Отрицательные отзывы о пьесе найдем в реакционном «Сыне отечества», № 32, 2 февраля: «Иванов — это клевета на интеллигентного русского человека», в «Дне», № 247, 2 февраля: «нечто чрезмерно бестолковое» и в «Гражданине», № 54, 23 февраля, статья Кольцова: «правды нет в пьесе», «Иванов не ходячий тип».

Некоторый итог критическим положительным мнениям об «Иванове», с выделением наиболее характерных особенностей пьесы дал А. Суворин в своей обширной статье-рецензии в «Новом времени». Он писал:

«Драматическая форма, очевидно, еще стесняет автора или не подчиняется ему. Характеры сложились в голове автора не драматически, а беллетристически, а потому движения и действия в пьесе мало... Центральная фигура в пьесе Иванов для полного и яркого своего развития требовала бы широких рамок или большой повести, где психологическому анализу и последовательному движению событий был бы широкий простор; характер Иванова, по намерениям автора, слишком сложный, основанный на внутренней работе мысля, чтобы можно было его разработать в небольшой драме... поэтому в драме этот характер скорее чувствуется, чем понимается и осязается».

Далее А. Суворин писал о правдивости и объективности чеховского письма, чуждого какой бы то ни было тенденциозности, и дал пространный анализ характера Иванова, воспроизводя почти дословно характеристику лиц пьесы из письма Чехова к А. Суворину. В итоге — оценка:

«...Драма — явление выдающееся и свежее, и по лицам, действительно живым, и по бытовым картинкам, и по объективности во истину талантливой» (№ 4649, 6 февраля).

Сдержанный отзыв о пьесе дал Вл.И. Немирович-Данченко:

«Спасибо за «Иванова». Прочел и вник, но — простите за откровенность. Что вы талантливее нас всех — это, я думаю, вам не впервой слышать и я подписываюсь под этим без малейшего чувства зависти, но «Иванова» я не буду считать в числе ваших лучших вещей. Мне даже жаль этой драмы, как жаль было рассказа «На пути». И то и другое — брульончики, первоначальные наброски прекрасных вещей» (16 марта 1889 г.).

> [Задания]:
A - Определите, соответствуют ли фрагменту об отзывах на пьесу «Иванов» три утверждения. Для каждого ответьте «да» или «нет» и приведите решающие слова текста в виде точной цитаты. (i) В «Гражданине» была напечатана статья Кольцова о пьесе. (ii) Суворин считал, что характеры пьесы сложились в голове автора драматически. (iii) Немирович-Данченко отнес «Иванова» к лучшим вещам автора.
B - С каким рассказом сравнил «Иванова» Немирович-Данченко во фрагменте об отзывах на пьесу?
C - Допишите следующую часть фрагмента об отзывах на пьесу «Иванов», начав сразу после последнего приведенного предложения.

> [Предоставленные сведения]:
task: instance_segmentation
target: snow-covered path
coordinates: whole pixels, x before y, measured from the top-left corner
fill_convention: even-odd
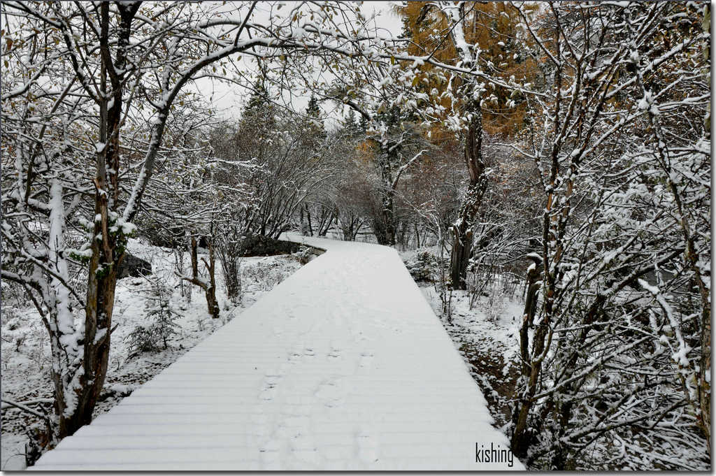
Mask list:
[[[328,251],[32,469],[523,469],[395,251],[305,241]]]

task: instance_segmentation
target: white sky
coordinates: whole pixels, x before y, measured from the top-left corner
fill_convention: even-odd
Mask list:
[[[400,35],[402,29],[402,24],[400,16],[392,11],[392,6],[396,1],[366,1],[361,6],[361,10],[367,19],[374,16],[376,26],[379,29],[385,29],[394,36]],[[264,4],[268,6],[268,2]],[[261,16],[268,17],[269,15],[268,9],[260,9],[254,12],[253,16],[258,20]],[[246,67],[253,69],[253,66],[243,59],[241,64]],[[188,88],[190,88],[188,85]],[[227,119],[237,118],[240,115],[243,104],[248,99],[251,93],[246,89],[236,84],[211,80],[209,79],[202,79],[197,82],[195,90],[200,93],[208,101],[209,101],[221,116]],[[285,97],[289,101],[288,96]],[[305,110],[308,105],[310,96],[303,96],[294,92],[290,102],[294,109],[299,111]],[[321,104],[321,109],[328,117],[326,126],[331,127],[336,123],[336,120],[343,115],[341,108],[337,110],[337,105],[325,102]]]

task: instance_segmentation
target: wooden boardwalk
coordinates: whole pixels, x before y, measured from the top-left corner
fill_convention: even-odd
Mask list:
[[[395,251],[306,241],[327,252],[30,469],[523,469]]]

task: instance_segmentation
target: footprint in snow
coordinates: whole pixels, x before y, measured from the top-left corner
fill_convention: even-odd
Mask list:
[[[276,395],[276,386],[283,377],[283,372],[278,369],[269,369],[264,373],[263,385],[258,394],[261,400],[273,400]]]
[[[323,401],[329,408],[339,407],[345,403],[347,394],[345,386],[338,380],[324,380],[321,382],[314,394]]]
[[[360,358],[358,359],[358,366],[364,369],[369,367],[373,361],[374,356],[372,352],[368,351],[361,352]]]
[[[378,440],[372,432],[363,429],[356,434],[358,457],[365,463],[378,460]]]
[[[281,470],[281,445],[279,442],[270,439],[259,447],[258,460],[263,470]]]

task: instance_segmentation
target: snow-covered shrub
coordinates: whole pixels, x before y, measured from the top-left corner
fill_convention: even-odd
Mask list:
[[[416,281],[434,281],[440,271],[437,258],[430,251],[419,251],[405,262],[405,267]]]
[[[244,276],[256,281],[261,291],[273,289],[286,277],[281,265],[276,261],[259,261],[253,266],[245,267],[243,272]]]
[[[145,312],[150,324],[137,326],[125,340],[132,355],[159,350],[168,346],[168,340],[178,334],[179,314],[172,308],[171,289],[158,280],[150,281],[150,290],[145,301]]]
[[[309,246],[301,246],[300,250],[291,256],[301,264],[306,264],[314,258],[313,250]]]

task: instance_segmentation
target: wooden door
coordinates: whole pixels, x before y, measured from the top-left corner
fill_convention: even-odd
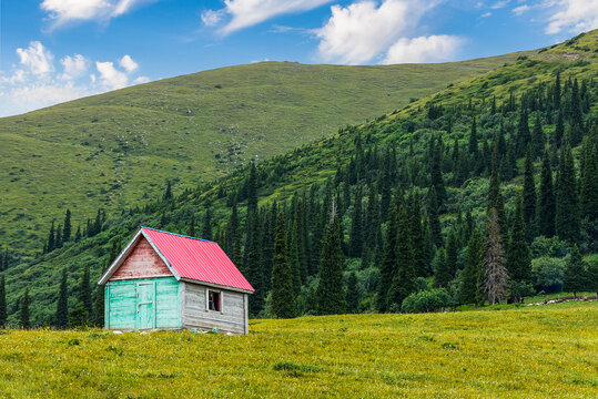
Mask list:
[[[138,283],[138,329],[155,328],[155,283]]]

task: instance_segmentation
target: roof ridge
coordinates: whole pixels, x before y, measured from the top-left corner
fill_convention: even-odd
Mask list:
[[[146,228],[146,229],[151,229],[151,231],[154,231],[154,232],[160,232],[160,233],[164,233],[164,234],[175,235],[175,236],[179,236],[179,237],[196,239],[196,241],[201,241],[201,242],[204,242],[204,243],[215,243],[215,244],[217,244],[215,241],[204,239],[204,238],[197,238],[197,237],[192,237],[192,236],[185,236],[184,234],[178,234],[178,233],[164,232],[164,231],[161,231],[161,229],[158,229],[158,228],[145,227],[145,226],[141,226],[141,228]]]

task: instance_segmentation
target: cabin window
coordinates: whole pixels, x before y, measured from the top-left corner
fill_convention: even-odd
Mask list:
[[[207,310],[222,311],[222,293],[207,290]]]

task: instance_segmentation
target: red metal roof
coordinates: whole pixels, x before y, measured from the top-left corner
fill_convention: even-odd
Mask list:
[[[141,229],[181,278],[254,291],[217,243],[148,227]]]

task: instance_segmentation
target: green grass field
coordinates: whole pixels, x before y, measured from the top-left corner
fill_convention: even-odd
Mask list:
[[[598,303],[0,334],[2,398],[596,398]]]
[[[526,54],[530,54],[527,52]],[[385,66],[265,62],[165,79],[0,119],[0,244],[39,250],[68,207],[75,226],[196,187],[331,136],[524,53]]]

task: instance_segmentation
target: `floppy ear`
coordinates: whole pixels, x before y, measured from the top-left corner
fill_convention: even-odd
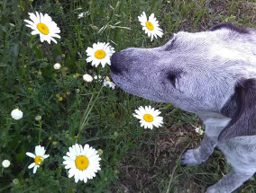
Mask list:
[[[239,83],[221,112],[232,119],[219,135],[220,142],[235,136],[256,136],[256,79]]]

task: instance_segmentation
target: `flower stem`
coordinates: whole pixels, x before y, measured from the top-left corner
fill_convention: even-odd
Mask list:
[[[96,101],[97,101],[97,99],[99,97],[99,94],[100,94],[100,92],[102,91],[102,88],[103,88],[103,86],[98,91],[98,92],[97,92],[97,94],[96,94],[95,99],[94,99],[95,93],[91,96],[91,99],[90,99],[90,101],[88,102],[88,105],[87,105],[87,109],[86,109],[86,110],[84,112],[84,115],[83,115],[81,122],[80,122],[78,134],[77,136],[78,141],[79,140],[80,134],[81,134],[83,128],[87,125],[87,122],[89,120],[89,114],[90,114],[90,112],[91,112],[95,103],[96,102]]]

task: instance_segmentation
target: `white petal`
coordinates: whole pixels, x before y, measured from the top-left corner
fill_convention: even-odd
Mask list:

> [Письменные ответы]:
A -
(i) Да: «в «Гражданине», № 54, 23 февраля, статья Кольцова».
(ii) Нет: «Характеры сложились в голове автора не драматически, а беллетристически».
(iii) Нет: «„Иванова“ я не буду считать в числе ваших лучших вещей».

B - С рассказом «На пути».

C -
Суммируя многочисленные высказывания критиков 80-х годов о пьесе и выделяя преобладающие оценки, можно утверждать, что «Иванов» был воспринят как самая значительная тема современности, раскрытая автором в оригинальной и сценически выразительной форме.

Со времени исключительного своего успеха на столичной Александринской сцене, с 1889 г. «Иванов» пошел широко по провинциальным театрам, держась непрерывно в их репертуаре. Так, самый первый спектакль пьесы в провинции, в Иркутске — 8 ноября 1889 г. получил такой положительный отзыв: «Иванов» — лучшее произведение современной театральной литературы... Давно уже со времени Гоголя не являлось в драматической литературе столь талантливого произведения» («Восточное обозрение», 1889, № 39). По неполным сведениям, Имеющимся в нашем распоряжении, «Иванов» с 1889 г. по 1906 г. ставился свыше пятисот раз. Интерес к пьесе был велик в годы первых постановок «Иванова» на столичных сценах; в следующие же годы этот интерес спадает и вновь возрастает к концу 90-х годов, когда после шумной Постановки «Чайки» (с 1897 г.) и появления других пьес Чехова, имя его как драматурга сделалось популярным. Первые годы XX века (1900—1903) дают высокую цифру числа постановок пьесы, уже излюбленной в провинциальном репертуаре, — быть может, даже предпочтительнее других пьес Чехова. В сезон 1904/05 г. театральная провинция широко откликнулась на смерть писателя и драматурга знакомой ей пьесой «Иванов», дав максимальную цифру числа постановок. Эти данные позволяют установить близость именно «Иванова» Чехова к провинциальному репертуару и к провинциальным сценическим средствам обозреваемого времени.

Однако сценическая история «Иванова» не завершилась популярными спектаклями пьесы на провинциальной сцене.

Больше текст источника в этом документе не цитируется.